Le ferrocyanure de sodium se dissout dans l’eau et libère l’anion ferrocyanure Fe(CN)64- (EC, SC 2001). Bien que l’anion ferrocyanure soit stable et peu toxique pour les organismes, en solution il peut être complètement dissocié par photolyse pour produire du cyanure libre (HCN/CN-) (EC, SC 2001, Exall et al. 2011). En 2012, des expériences de photolyse ont été réalisées sur trois échantillons d’eau de ruissellement de routes exposés à la lumière solaire pendant 6 heures par jour dans des conditions hivernales (p. ex. intensité lumineuse) et à des températures allant de -5 à -2 oC (Exall et al. 2013). Les résultats indiquent que l’anion ferrocyanure est rapidement converti en cyanure libre (exprimé en tant CNDAFa), basé sur des demi-vies allant de 2,2 à 3,9 heures (Exall et al. 2013). Du cyanure libre peut donc être libéré dans l’environnement en raison de la présence de ferrocyanures comme antiagglomérant dans des sels de voirie utilisés pendant l’automne, l’hiver et le printemps à des fins de déglaçage des routes et d’aires de stationnement.

Travail demandé:
1. Relevez chacune des références bibliographiques distinctes citées entre parenthèses dans le texte sur le ferrocyanure de sodium.
2. Répondez aux questions suivantes à partir du texte sur le ferrocyanure de sodium.
(a) Par quel processus l'anion ferrocyanure peut-il être complètement dissocié en solution ?
(b) Sur combien d'échantillons d'eau de ruissellement les expériences de 2012 ont-elles porté ?
(c) Quelles demi-vies ont été observées pour la conversion de l'anion ferrocyanure en cyanure libre ?
Le matériel qui suit n'est pas nécessaire pour cet exercice.

Données fournies:
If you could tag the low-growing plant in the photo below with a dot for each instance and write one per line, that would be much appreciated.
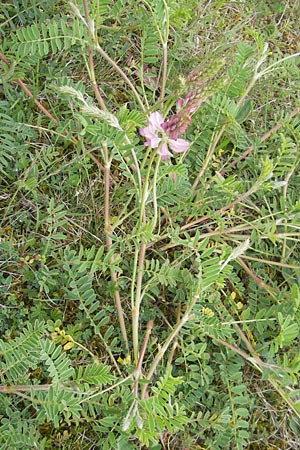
(150, 229)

Réponses dans l'ordre:
1.
- EC, SC 2001
- Exall et al. 2011
- Exall et al. 2013

2.
(a) Par photolyse.
(b) Sur trois échantillons.
(c) Des demi-vies allant de 2,2 à 3,9 heures.